TASK TO COMPLETE: Reproduce verbatim the portion of the records that begins with the line containing "example: [524, 167]" and continues through the end of the records. Omit the pictures from your answer.

AVAILABLE RECORDS:
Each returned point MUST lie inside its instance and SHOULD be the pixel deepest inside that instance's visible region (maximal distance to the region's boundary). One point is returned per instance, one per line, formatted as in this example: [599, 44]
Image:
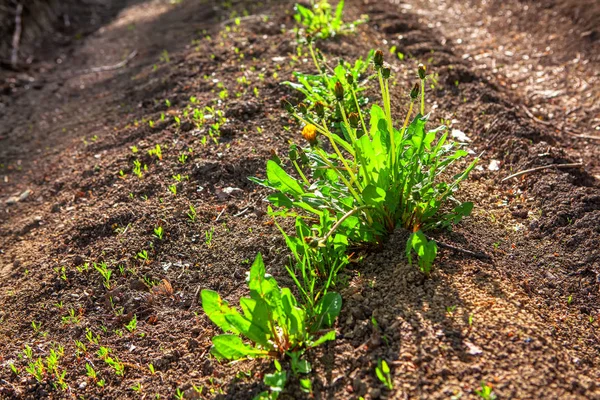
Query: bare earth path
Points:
[524, 322]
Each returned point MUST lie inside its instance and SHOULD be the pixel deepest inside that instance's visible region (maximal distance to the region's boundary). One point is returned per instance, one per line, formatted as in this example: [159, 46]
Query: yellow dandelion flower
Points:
[309, 132]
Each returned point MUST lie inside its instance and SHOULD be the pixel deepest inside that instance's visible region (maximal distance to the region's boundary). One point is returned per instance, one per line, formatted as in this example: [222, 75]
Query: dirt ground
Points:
[520, 78]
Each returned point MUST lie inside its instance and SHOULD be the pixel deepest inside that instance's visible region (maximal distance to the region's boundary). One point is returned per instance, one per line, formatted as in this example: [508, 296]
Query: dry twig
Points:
[110, 67]
[559, 166]
[16, 36]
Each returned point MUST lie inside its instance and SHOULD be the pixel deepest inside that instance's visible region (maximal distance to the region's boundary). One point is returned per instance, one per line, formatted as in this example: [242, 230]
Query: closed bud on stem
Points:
[422, 71]
[353, 119]
[303, 109]
[385, 72]
[378, 59]
[309, 132]
[287, 105]
[339, 91]
[320, 109]
[311, 241]
[414, 92]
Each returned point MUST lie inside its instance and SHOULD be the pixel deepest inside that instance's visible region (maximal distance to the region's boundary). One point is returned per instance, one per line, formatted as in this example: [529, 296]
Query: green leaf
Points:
[280, 179]
[324, 338]
[279, 199]
[295, 316]
[276, 381]
[231, 347]
[256, 311]
[426, 250]
[374, 195]
[328, 309]
[217, 309]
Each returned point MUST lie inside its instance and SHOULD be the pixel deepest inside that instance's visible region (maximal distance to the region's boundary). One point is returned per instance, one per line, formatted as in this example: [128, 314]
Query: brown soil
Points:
[526, 321]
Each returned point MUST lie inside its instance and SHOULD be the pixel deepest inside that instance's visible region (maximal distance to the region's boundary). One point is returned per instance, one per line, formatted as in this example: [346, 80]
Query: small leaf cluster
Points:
[322, 21]
[271, 320]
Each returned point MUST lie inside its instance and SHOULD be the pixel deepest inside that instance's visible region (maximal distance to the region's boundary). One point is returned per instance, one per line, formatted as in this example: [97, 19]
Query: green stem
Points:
[362, 121]
[422, 96]
[342, 177]
[325, 132]
[301, 173]
[339, 154]
[345, 118]
[407, 117]
[312, 54]
[387, 109]
[339, 222]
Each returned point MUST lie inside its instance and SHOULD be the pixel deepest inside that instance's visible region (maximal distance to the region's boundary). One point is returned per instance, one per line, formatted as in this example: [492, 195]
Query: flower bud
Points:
[309, 132]
[339, 91]
[353, 118]
[378, 59]
[320, 109]
[422, 71]
[385, 72]
[303, 109]
[414, 92]
[287, 105]
[293, 154]
[311, 241]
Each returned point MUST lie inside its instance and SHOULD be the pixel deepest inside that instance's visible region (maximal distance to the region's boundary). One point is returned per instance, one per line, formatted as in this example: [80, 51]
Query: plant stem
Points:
[339, 154]
[422, 96]
[385, 94]
[312, 54]
[348, 127]
[362, 120]
[301, 173]
[410, 107]
[342, 177]
[340, 221]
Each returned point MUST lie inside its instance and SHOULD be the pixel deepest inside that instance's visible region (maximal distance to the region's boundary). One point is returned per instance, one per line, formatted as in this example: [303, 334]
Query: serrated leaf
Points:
[280, 179]
[216, 309]
[231, 347]
[328, 309]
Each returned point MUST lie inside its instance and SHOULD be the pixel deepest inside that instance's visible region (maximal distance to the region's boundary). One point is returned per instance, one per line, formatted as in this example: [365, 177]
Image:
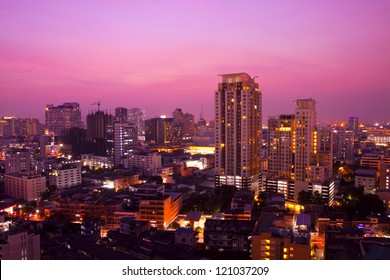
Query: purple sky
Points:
[159, 55]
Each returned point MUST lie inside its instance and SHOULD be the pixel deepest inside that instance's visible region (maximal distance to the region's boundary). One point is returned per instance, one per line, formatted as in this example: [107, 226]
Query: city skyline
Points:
[161, 55]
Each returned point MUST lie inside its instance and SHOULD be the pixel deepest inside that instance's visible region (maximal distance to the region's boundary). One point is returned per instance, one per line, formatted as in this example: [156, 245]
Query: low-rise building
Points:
[228, 235]
[27, 186]
[16, 243]
[278, 237]
[161, 210]
[185, 237]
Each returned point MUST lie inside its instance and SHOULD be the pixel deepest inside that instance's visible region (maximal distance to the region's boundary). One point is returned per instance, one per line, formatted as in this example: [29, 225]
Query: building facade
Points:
[62, 117]
[25, 186]
[66, 177]
[238, 118]
[147, 164]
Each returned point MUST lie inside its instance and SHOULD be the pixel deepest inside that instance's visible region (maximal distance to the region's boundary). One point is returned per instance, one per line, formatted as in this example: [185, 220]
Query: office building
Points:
[25, 186]
[121, 114]
[281, 146]
[65, 177]
[136, 116]
[159, 130]
[185, 122]
[121, 140]
[353, 125]
[306, 118]
[147, 164]
[384, 177]
[160, 211]
[96, 131]
[281, 237]
[18, 160]
[62, 117]
[238, 110]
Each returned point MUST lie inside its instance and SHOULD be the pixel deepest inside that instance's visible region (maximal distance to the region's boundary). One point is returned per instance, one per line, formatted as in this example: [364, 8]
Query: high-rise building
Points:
[281, 146]
[185, 121]
[96, 131]
[17, 160]
[353, 125]
[159, 130]
[25, 186]
[147, 164]
[121, 139]
[343, 144]
[65, 177]
[121, 114]
[238, 115]
[322, 157]
[306, 118]
[384, 178]
[137, 117]
[62, 117]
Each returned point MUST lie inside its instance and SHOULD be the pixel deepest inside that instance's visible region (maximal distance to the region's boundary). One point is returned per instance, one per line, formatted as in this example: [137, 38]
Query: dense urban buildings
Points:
[235, 187]
[62, 117]
[238, 126]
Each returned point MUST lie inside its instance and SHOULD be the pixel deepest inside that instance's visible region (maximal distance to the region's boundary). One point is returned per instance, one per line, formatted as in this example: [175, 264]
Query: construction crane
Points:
[97, 103]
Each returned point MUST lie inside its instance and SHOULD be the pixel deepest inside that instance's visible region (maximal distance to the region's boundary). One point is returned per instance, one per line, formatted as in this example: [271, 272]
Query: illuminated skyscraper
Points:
[121, 139]
[353, 125]
[62, 117]
[137, 117]
[96, 131]
[306, 136]
[121, 114]
[281, 146]
[238, 109]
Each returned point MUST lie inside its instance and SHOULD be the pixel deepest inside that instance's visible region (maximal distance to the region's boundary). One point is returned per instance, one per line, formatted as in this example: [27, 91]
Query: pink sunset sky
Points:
[159, 55]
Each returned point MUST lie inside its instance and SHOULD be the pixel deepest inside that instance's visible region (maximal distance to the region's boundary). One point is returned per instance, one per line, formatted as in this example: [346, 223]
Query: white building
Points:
[92, 161]
[366, 179]
[66, 177]
[18, 244]
[25, 186]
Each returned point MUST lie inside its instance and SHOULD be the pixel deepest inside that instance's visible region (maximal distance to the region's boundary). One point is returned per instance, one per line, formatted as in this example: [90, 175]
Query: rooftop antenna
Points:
[97, 103]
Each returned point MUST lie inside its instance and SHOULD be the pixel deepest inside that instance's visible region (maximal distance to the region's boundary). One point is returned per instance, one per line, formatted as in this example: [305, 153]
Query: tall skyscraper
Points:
[137, 117]
[62, 117]
[121, 114]
[306, 136]
[18, 160]
[183, 125]
[353, 125]
[238, 109]
[159, 130]
[96, 131]
[121, 139]
[281, 146]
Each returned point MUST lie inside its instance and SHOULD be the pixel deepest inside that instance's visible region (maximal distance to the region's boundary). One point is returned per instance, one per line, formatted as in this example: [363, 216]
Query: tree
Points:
[357, 203]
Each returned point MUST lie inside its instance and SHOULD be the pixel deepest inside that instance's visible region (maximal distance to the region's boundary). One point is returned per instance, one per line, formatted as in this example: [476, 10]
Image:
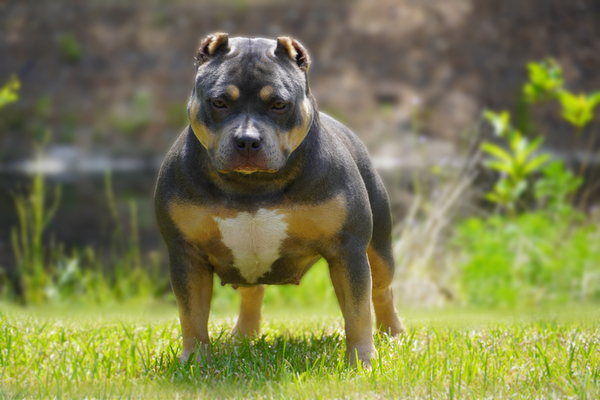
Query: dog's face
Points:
[250, 106]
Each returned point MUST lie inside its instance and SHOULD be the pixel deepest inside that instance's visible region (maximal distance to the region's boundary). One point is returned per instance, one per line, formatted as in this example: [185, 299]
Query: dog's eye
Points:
[219, 105]
[279, 106]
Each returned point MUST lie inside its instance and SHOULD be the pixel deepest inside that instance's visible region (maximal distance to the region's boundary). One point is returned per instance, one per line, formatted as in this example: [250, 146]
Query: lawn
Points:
[131, 353]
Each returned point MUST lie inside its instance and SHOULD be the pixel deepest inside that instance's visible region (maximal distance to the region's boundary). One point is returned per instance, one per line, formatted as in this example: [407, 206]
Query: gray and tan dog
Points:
[261, 185]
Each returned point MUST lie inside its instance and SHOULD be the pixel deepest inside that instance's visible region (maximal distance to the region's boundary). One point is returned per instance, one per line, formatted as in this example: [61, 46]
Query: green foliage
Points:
[137, 118]
[34, 216]
[578, 109]
[177, 115]
[133, 354]
[69, 47]
[545, 81]
[553, 189]
[50, 275]
[534, 258]
[515, 165]
[9, 92]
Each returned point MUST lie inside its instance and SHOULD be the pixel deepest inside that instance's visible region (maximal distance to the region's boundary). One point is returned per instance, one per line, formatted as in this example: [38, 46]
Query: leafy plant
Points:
[515, 164]
[535, 258]
[545, 81]
[69, 46]
[9, 92]
[553, 189]
[578, 109]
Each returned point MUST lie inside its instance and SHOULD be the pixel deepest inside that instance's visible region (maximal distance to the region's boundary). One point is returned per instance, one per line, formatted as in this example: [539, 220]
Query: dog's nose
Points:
[247, 143]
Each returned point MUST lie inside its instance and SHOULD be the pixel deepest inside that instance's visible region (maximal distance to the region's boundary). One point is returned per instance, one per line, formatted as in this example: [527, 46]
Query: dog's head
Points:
[250, 106]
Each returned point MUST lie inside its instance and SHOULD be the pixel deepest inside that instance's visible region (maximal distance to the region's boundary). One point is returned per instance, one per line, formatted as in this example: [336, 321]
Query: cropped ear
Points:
[288, 47]
[212, 44]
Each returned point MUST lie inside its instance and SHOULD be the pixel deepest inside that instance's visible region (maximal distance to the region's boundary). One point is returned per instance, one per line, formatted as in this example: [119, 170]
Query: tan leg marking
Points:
[248, 323]
[387, 320]
[233, 92]
[266, 92]
[357, 319]
[194, 316]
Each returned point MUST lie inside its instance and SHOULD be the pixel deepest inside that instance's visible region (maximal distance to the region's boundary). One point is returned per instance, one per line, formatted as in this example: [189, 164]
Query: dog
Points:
[260, 186]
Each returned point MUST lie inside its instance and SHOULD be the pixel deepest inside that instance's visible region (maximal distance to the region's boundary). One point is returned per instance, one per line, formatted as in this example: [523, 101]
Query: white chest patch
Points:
[254, 240]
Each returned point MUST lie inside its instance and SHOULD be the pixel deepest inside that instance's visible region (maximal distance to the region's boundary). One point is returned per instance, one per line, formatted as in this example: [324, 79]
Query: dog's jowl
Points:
[261, 185]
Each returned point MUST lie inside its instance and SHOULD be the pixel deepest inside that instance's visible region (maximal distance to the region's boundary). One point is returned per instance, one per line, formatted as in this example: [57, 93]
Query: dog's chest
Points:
[254, 240]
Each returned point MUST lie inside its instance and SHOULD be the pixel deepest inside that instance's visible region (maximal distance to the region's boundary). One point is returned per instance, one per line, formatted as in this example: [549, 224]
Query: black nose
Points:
[247, 143]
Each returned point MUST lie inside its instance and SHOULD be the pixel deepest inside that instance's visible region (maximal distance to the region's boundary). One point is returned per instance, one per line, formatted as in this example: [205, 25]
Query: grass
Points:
[124, 354]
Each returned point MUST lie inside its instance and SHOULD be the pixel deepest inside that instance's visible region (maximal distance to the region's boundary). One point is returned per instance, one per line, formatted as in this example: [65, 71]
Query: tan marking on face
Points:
[266, 92]
[218, 39]
[201, 131]
[316, 222]
[296, 135]
[289, 46]
[233, 92]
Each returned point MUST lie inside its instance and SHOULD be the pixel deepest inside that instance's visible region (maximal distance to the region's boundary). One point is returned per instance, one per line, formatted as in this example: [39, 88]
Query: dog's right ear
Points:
[211, 45]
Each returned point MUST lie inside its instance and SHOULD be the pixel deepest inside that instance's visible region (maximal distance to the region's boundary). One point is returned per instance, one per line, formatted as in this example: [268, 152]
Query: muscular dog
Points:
[261, 185]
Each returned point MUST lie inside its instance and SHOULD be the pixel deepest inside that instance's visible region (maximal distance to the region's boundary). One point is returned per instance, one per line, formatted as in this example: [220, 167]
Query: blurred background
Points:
[103, 88]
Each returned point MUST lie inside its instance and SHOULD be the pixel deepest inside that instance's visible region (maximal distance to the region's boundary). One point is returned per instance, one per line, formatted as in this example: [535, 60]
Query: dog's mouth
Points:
[247, 168]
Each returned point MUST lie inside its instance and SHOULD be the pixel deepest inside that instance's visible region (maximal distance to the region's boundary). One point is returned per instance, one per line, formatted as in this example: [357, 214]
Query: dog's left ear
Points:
[211, 45]
[288, 47]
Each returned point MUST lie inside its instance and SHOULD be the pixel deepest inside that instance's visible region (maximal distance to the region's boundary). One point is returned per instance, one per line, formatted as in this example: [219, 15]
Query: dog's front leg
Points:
[351, 280]
[248, 323]
[192, 283]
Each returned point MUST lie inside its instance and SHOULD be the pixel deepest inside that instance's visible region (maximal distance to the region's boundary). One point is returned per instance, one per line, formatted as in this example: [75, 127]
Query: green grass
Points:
[114, 354]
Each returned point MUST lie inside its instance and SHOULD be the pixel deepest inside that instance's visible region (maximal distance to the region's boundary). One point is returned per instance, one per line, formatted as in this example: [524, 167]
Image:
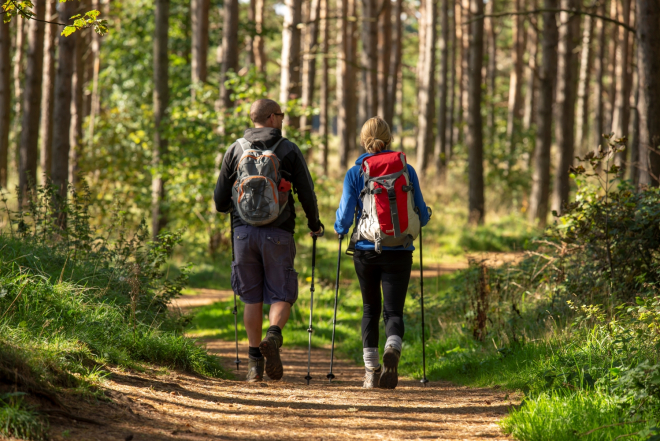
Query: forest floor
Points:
[172, 405]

OUTPUT OF THE EXERCISE:
Each returned point MUST lie inside its instance and SHOULD be the pixel deepest inside that instance's visible region (maximal distance to the region's boundary). One point is returned per instance, one per line, formatted as in this example: [524, 167]
Image:
Query: forest floor
Points:
[172, 405]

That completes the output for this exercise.